[What you are asked to do]: Below are the records; give again exactly the lines from the one containing "of the rocky" through the one containing "drop a dot on every instance of the khaki", leaving out pictures.

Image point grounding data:
════════════════
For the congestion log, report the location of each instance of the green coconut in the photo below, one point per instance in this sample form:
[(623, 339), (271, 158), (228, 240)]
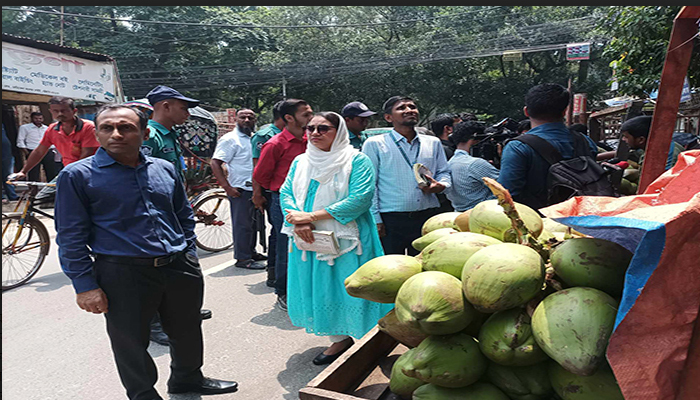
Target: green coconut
[(502, 276), (475, 326), (592, 262), (380, 278), (462, 221), (432, 301), (488, 218), (407, 334), (399, 383), (506, 338), (477, 391), (602, 385), (521, 383), (449, 253), (442, 220), (573, 327), (449, 361), (423, 241)]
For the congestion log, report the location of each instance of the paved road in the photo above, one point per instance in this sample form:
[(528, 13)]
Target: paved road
[(52, 350)]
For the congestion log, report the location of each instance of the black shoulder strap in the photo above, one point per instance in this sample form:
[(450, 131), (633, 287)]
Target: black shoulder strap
[(542, 147), (581, 147)]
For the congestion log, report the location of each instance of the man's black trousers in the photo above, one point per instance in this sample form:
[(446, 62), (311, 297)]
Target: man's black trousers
[(134, 294), (402, 228)]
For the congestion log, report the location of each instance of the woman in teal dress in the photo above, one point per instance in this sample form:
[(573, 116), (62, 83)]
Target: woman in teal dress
[(330, 188)]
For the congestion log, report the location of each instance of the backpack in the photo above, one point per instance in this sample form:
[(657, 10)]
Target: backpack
[(577, 176)]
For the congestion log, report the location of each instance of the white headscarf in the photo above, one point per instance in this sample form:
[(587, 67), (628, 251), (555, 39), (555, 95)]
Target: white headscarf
[(332, 170)]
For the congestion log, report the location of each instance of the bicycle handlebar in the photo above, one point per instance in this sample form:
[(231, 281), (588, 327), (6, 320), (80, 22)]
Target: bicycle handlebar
[(29, 183)]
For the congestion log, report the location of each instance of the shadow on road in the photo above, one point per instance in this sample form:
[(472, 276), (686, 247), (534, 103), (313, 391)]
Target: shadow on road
[(45, 283), (300, 370), (275, 317)]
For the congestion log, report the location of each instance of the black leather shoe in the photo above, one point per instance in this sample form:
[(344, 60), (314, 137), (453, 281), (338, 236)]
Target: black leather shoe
[(249, 264), (207, 386), (259, 257), (322, 359), (159, 337)]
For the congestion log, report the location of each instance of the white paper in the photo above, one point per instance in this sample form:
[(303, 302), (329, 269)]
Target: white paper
[(324, 242)]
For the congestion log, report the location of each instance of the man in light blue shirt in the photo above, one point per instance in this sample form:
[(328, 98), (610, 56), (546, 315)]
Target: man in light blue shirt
[(235, 150), (468, 188), (400, 206)]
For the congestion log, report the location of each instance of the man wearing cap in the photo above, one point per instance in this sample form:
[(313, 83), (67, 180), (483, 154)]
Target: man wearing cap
[(170, 108), (356, 116), (400, 206)]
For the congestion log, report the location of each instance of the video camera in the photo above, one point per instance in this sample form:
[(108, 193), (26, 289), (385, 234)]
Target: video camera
[(493, 136)]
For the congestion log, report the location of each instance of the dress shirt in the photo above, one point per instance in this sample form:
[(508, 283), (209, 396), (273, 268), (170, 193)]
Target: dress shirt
[(468, 189), (524, 171), (119, 210), (29, 136), (276, 158), (234, 149), (397, 189)]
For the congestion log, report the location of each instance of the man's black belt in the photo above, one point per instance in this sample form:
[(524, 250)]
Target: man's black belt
[(412, 214), (145, 261)]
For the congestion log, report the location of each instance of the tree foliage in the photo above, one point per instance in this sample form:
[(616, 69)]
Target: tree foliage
[(638, 45)]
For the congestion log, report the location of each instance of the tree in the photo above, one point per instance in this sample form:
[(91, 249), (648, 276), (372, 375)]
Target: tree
[(637, 50)]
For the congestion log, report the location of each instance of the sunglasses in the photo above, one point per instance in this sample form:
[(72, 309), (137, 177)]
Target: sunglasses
[(322, 129)]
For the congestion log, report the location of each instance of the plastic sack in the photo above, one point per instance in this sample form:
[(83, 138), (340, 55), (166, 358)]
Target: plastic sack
[(655, 348)]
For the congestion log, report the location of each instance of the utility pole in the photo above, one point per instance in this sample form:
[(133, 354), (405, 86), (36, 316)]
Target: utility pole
[(61, 26)]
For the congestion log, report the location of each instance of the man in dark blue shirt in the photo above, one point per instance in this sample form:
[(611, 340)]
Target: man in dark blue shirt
[(523, 170), (125, 232)]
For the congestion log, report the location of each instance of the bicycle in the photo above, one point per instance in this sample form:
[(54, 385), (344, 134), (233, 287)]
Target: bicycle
[(25, 239), (212, 215)]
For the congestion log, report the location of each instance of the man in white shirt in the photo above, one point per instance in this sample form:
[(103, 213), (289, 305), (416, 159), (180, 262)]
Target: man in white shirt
[(234, 149), (28, 138)]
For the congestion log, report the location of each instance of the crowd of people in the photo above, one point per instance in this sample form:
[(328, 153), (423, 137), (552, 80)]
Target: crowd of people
[(125, 228)]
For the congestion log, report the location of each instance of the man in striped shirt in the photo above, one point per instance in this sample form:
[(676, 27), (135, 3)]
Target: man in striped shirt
[(400, 206), (468, 189)]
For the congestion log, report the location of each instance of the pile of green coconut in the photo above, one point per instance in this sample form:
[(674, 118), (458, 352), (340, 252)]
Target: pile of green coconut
[(499, 304)]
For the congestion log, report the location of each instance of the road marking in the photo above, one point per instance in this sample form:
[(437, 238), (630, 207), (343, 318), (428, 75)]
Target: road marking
[(218, 268)]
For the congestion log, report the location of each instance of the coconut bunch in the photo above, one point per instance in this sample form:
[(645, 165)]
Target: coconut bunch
[(499, 304)]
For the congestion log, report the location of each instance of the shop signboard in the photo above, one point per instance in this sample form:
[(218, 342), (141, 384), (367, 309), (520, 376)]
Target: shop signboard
[(37, 71)]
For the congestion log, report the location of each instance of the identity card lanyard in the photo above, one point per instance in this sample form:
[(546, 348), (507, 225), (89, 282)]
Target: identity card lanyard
[(403, 153)]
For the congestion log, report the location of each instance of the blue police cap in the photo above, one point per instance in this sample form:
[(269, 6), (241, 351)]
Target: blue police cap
[(160, 93)]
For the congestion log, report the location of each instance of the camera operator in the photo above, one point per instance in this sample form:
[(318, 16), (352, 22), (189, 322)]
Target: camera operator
[(468, 189), (490, 142)]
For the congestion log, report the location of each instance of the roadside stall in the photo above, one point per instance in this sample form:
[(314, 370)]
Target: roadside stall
[(597, 300)]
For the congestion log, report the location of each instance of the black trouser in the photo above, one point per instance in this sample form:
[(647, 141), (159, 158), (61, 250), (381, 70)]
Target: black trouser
[(402, 228), (134, 294)]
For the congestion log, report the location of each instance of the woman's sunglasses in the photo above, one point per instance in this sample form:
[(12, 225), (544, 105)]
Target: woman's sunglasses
[(322, 129)]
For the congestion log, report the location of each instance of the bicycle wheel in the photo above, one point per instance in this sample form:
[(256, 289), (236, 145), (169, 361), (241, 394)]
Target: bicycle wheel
[(212, 215), (21, 259)]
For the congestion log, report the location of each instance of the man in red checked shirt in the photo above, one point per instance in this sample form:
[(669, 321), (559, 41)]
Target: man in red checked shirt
[(271, 170), (73, 137)]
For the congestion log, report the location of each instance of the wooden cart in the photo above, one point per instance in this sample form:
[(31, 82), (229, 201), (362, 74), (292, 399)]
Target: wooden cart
[(361, 373)]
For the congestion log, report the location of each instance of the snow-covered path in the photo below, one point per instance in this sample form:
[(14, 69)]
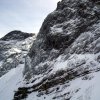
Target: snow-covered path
[(10, 82)]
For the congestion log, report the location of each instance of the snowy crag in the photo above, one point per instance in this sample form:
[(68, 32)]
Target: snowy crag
[(64, 60)]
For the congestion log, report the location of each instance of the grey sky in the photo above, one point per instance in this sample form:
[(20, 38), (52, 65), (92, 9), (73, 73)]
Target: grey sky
[(24, 15)]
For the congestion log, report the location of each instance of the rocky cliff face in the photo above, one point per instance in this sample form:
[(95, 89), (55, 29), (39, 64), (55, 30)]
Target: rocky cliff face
[(13, 49), (65, 54)]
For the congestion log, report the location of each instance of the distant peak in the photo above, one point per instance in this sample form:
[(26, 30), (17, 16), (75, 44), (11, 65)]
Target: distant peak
[(17, 35)]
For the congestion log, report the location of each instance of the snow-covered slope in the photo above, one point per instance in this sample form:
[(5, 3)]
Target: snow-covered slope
[(10, 82), (64, 60), (13, 49)]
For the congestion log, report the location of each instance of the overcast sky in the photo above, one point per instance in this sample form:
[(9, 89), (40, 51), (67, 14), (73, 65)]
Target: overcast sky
[(24, 15)]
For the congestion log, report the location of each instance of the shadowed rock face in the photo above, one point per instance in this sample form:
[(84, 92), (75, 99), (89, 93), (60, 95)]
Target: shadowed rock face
[(13, 48), (62, 27), (69, 37), (16, 35)]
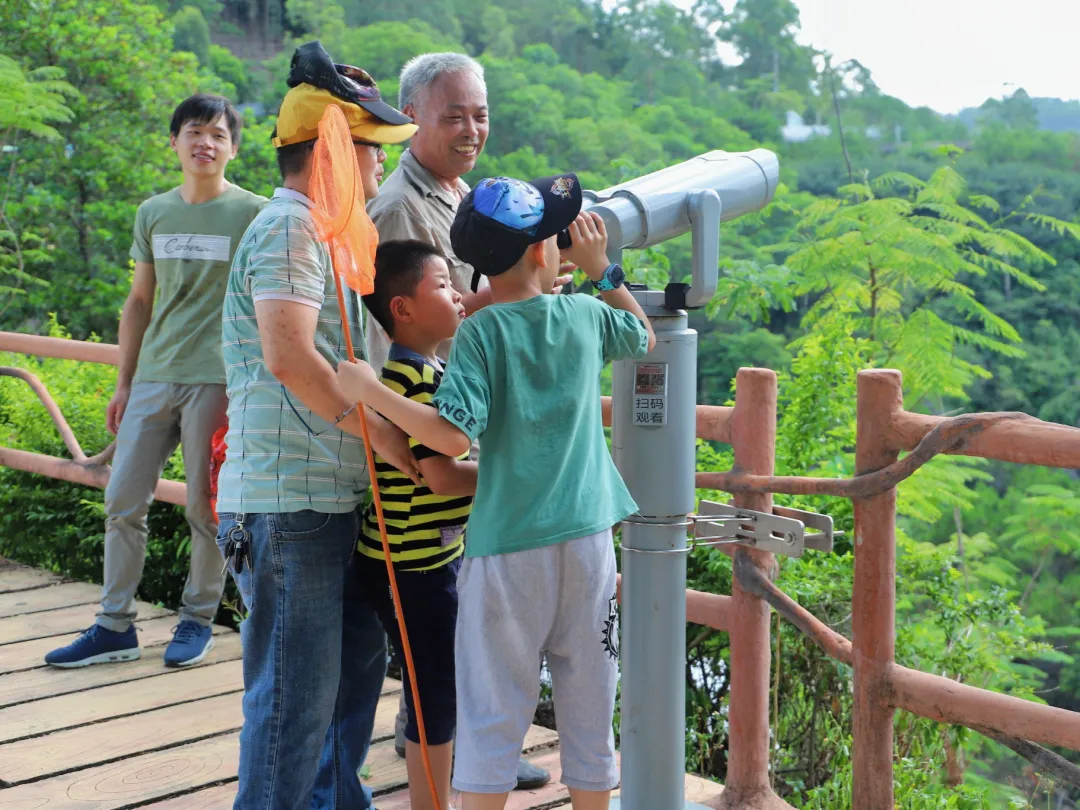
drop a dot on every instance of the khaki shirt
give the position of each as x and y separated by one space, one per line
412 204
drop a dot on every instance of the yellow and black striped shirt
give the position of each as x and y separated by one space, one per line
424 530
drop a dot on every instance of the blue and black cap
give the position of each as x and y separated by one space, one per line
501 217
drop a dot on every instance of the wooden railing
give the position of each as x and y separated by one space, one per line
881 686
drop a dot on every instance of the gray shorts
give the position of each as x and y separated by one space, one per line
557 601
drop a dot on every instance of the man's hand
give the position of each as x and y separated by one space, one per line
589 248
390 442
356 379
115 414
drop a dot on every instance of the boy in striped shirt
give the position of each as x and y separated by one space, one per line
414 300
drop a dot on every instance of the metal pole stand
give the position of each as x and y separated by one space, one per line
653 440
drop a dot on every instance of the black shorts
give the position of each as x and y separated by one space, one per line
430 604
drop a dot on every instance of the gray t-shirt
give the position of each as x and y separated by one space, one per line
273 462
190 246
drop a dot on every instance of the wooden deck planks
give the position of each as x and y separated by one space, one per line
137 733
75 619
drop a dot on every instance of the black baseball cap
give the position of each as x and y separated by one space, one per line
501 217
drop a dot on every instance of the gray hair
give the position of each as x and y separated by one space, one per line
421 71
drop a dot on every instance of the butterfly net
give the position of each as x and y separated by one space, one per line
337 191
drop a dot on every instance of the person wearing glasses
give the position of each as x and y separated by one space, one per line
295 473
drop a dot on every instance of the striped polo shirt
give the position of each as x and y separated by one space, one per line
424 530
281 456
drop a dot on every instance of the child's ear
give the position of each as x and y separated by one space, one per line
539 253
400 309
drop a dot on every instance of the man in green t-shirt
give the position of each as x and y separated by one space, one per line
171 387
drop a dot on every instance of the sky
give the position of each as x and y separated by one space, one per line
949 54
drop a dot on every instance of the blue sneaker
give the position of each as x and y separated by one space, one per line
97 646
190 644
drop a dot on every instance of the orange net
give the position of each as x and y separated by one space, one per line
337 192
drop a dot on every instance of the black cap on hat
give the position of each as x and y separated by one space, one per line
312 65
501 217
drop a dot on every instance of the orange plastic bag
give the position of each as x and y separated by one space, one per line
217 448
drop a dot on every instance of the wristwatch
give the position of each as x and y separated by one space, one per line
612 279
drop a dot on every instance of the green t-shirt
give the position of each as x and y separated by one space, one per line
191 246
525 379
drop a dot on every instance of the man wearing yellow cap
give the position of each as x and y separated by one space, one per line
295 472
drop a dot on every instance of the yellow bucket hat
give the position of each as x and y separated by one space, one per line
316 82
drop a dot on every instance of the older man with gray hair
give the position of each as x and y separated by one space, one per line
445 95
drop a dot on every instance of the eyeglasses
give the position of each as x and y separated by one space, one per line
377 147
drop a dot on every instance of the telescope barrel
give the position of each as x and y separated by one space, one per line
652 208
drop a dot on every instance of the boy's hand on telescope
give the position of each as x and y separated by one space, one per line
589 248
355 380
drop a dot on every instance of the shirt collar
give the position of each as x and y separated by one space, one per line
════════════════
[Task answer]:
For the congestion log, report the location of each instance of the rocky cliff face in the photo above, one point per instance in this sample form:
[(95, 89), (55, 29), (39, 64), (55, 30)]
Target: rocky cliff face
[(13, 49), (65, 54)]
For the congestion log, report the location of each instance of the distant peak in the photo above, one point per instance in this sample form:
[(26, 30), (17, 16), (75, 44), (11, 65)]
Target: distant peak
[(17, 35)]
For the congestion log, report the location of each instance of the snow-covered slope in the photo above, one point per instance in this sample form:
[(5, 3)]
Target: snow-covered slope
[(10, 82), (64, 60), (13, 49)]
For the congestion log, report the location of each instance of the overcast sky in the photo above, one point per instance in this sample form:
[(9, 89), (40, 51), (67, 14), (73, 65)]
Target: overcast sky
[(24, 15)]
For the congestion log, report the location of each instance of the shadowed rock face in the photo above, one point per instance in this sample form:
[(84, 92), (75, 99), (89, 93), (60, 95)]
Target: shadowed rock face
[(13, 48), (62, 27), (69, 37), (16, 35)]
drop a dot on every instance of the khaki shirt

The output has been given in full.